**Exercise material:**
-------

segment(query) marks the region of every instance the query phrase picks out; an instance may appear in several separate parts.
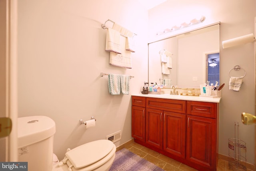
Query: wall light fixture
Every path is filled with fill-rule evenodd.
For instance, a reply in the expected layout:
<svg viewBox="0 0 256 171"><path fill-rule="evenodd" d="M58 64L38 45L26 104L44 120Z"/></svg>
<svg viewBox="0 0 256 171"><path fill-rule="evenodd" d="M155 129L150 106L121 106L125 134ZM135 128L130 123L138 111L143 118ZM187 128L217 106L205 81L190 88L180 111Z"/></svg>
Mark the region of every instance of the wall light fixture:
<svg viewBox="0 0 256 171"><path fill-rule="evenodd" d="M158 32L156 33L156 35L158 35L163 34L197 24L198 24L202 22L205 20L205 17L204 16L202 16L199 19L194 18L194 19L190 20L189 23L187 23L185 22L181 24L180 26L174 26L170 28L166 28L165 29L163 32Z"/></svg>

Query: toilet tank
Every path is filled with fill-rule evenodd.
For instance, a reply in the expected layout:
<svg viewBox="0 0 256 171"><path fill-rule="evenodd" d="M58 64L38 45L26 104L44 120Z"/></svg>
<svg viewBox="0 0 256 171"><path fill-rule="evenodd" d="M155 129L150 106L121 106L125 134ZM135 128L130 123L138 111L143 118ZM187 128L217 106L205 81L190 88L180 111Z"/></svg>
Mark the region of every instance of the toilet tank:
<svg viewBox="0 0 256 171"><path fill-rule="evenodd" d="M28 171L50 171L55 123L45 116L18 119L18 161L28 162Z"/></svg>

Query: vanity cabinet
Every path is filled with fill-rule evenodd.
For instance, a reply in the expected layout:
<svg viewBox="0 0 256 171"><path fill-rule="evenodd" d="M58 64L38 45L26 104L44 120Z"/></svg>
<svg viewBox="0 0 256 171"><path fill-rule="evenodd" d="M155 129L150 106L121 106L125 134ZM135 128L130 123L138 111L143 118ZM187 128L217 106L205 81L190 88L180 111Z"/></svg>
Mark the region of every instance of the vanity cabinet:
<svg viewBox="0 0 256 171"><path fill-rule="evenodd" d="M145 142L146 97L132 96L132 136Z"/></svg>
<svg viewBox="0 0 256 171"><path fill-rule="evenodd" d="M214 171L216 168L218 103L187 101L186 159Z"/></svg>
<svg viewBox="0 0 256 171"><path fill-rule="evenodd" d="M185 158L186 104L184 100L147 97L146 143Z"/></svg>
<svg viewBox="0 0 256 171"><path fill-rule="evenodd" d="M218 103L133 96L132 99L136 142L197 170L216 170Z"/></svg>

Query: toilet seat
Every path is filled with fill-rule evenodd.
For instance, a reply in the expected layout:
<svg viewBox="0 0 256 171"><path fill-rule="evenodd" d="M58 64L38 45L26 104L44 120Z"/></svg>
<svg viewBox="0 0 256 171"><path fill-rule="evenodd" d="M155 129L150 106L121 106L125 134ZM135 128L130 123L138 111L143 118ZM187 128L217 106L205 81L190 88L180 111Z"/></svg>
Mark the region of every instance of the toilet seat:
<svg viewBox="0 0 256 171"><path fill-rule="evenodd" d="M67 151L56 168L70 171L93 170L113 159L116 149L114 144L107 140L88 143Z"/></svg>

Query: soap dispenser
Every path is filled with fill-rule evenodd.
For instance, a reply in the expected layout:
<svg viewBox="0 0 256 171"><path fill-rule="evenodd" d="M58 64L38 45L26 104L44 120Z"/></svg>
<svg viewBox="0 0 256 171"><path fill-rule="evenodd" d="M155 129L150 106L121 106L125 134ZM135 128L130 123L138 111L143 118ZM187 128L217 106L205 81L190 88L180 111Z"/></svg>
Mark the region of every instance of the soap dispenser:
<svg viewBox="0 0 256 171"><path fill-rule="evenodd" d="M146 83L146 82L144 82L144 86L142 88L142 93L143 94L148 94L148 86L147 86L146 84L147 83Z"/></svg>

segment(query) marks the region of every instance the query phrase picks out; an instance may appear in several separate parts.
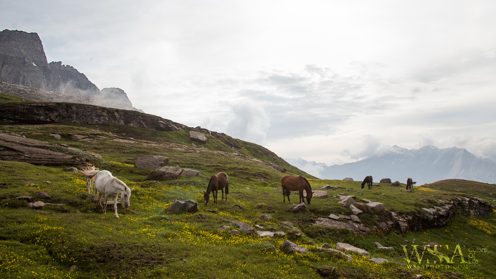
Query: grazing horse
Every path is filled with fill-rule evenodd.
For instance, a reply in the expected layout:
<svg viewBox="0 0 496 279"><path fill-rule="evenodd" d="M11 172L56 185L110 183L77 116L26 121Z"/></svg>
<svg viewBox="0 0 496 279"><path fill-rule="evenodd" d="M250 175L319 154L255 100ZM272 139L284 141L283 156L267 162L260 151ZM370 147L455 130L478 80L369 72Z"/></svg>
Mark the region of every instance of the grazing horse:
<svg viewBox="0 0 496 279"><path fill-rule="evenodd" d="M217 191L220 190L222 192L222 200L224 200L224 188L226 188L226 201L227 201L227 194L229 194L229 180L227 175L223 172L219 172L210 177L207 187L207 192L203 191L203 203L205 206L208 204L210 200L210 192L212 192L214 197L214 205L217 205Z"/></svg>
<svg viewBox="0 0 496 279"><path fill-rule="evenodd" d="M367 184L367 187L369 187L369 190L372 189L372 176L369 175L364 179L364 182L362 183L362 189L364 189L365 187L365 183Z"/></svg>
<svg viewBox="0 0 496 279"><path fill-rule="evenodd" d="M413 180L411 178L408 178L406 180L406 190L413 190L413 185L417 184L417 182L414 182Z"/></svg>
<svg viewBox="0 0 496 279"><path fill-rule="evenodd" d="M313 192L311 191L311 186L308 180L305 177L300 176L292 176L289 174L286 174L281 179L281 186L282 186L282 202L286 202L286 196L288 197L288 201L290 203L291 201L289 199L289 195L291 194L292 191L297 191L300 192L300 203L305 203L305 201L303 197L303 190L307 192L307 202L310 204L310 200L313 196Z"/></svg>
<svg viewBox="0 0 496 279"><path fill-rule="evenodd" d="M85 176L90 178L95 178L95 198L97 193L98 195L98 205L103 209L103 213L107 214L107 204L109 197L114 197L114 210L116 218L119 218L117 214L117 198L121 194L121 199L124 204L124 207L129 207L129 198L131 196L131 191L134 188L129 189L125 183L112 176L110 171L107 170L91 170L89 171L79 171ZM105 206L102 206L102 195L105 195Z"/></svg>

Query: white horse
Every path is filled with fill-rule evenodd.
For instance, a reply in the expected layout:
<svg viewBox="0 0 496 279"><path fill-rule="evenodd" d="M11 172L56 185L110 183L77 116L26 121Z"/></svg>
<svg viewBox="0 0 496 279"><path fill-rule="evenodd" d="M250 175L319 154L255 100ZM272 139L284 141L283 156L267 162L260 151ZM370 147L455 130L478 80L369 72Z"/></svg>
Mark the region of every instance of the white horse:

-------

**Objective:** Copy all of the records above word for word, but leave out the pictures.

**The completed task:**
segment(query) marks the region of every instance the query phrase picks out; an instance may appear in several separate parts.
Query: wall light fixture
Every path is filled with fill-rule evenodd.
For instance, a reply in the expected layout:
<svg viewBox="0 0 256 171"><path fill-rule="evenodd" d="M58 64L38 45L26 104L44 120Z"/></svg>
<svg viewBox="0 0 256 171"><path fill-rule="evenodd" d="M155 129L150 106L121 106L125 134ZM135 128L130 123L138 111L143 118ZM187 128L217 106L205 81L190 88L180 111Z"/></svg>
Mark the region of every instance of the wall light fixture:
<svg viewBox="0 0 256 171"><path fill-rule="evenodd" d="M158 32L156 33L156 35L158 35L163 34L197 24L198 24L202 22L205 20L205 17L204 16L202 16L199 19L194 18L194 19L190 20L189 23L187 23L185 22L181 24L180 26L174 26L170 28L166 28L165 29L163 32Z"/></svg>

Query: toilet tank
Every path is filled with fill-rule evenodd.
For instance, a reply in the expected layout:
<svg viewBox="0 0 256 171"><path fill-rule="evenodd" d="M58 64L38 45L26 104L44 120Z"/></svg>
<svg viewBox="0 0 256 171"><path fill-rule="evenodd" d="M155 129L150 106L121 106L125 134ZM135 128L130 123L138 111L143 118ZM187 128L217 106L205 81L190 88L180 111Z"/></svg>
Mark the region of every instance of the toilet tank:
<svg viewBox="0 0 256 171"><path fill-rule="evenodd" d="M28 171L50 171L55 123L45 116L18 119L18 161L28 162Z"/></svg>

Query: vanity cabinet
Every path is filled with fill-rule evenodd.
For instance, a reply in the expected layout:
<svg viewBox="0 0 256 171"><path fill-rule="evenodd" d="M58 64L38 45L26 104L44 120Z"/></svg>
<svg viewBox="0 0 256 171"><path fill-rule="evenodd" d="M155 129L150 106L121 106L125 134ZM135 128L130 123L138 111L143 118ZM187 128L217 106L205 81L190 88L180 111Z"/></svg>
Mark the region of every instance of the vanity cabinet:
<svg viewBox="0 0 256 171"><path fill-rule="evenodd" d="M145 142L146 97L132 96L132 136Z"/></svg>
<svg viewBox="0 0 256 171"><path fill-rule="evenodd" d="M214 171L216 168L218 103L187 101L186 159Z"/></svg>
<svg viewBox="0 0 256 171"><path fill-rule="evenodd" d="M185 158L186 104L184 100L147 97L146 143Z"/></svg>
<svg viewBox="0 0 256 171"><path fill-rule="evenodd" d="M218 103L133 96L132 99L136 142L197 170L216 170Z"/></svg>

Query: toilet seat
Every path is filled with fill-rule evenodd.
For instance, a reply in the expected layout:
<svg viewBox="0 0 256 171"><path fill-rule="evenodd" d="M58 64L38 45L26 104L44 120Z"/></svg>
<svg viewBox="0 0 256 171"><path fill-rule="evenodd" d="M155 129L150 106L121 106L125 134ZM135 128L130 123L138 111L143 118ZM187 128L217 106L205 81L190 88L180 111Z"/></svg>
Mark the region of every instance of the toilet seat:
<svg viewBox="0 0 256 171"><path fill-rule="evenodd" d="M67 151L56 168L70 171L93 170L113 159L116 149L114 144L107 140L88 143Z"/></svg>

Query: soap dispenser
Every path is filled with fill-rule evenodd.
For instance, a reply in the expected layout:
<svg viewBox="0 0 256 171"><path fill-rule="evenodd" d="M58 64L38 45L26 104L44 120Z"/></svg>
<svg viewBox="0 0 256 171"><path fill-rule="evenodd" d="M155 129L150 106L121 106L125 134ZM135 128L130 123L138 111L143 118ZM187 128L217 106L205 81L190 88L180 111Z"/></svg>
Mark the region of every instance of the soap dispenser:
<svg viewBox="0 0 256 171"><path fill-rule="evenodd" d="M146 83L146 82L144 82L144 86L142 88L142 93L143 94L148 94L148 86L147 86L146 84L147 83Z"/></svg>

segment(query) marks the region of every instance the query phrase picks out; an instance may appear in several separate parts.
Query: grazing horse
Every path is filled with fill-rule evenodd.
For instance, a reply in the expected layout:
<svg viewBox="0 0 496 279"><path fill-rule="evenodd" d="M11 172L56 185L110 183L77 116L26 121Z"/></svg>
<svg viewBox="0 0 496 279"><path fill-rule="evenodd" d="M250 175L319 154L255 100ZM272 139L284 141L283 156L267 162L260 151ZM370 147L455 130L478 80L369 72Z"/></svg>
Mark the region of every instance of the grazing horse:
<svg viewBox="0 0 496 279"><path fill-rule="evenodd" d="M217 191L220 190L222 192L222 200L224 200L224 188L226 188L226 201L227 201L227 194L229 194L229 180L227 175L223 172L219 172L210 177L207 187L207 192L203 191L203 203L205 206L208 204L210 200L210 192L212 192L214 197L214 205L217 205Z"/></svg>
<svg viewBox="0 0 496 279"><path fill-rule="evenodd" d="M367 184L367 187L369 187L369 190L372 189L372 176L369 175L364 179L364 182L362 183L362 189L364 189L365 187L365 183Z"/></svg>
<svg viewBox="0 0 496 279"><path fill-rule="evenodd" d="M413 180L411 178L408 178L406 180L406 190L413 190L413 185L417 184L417 182L414 182Z"/></svg>
<svg viewBox="0 0 496 279"><path fill-rule="evenodd" d="M313 192L311 191L311 186L308 180L305 177L300 176L292 176L289 174L286 174L281 179L281 186L282 186L282 202L286 202L286 196L288 197L288 201L290 203L291 201L289 199L289 195L291 194L292 191L297 191L300 192L300 203L305 203L305 201L303 197L303 190L307 192L307 202L310 204L310 200L313 196Z"/></svg>
<svg viewBox="0 0 496 279"><path fill-rule="evenodd" d="M85 176L90 178L95 178L95 198L97 193L98 195L98 205L103 209L103 213L107 214L107 204L109 197L114 197L114 210L116 218L119 218L117 214L117 198L121 194L121 199L124 204L124 207L129 207L129 198L131 196L131 191L134 188L129 189L125 183L112 176L110 171L107 170L91 170L89 171L79 171ZM105 206L102 206L102 195L105 195Z"/></svg>

Query: white horse
Every path is filled with fill-rule evenodd.
For instance, a reply in the expected layout:
<svg viewBox="0 0 496 279"><path fill-rule="evenodd" d="M11 172L56 185L110 183L77 116L26 121Z"/></svg>
<svg viewBox="0 0 496 279"><path fill-rule="evenodd" d="M250 175L319 154L255 100ZM272 139L284 141L283 156L267 162L260 151ZM370 147L455 130L478 80L369 72Z"/></svg>
Mark the region of every instance of the white horse:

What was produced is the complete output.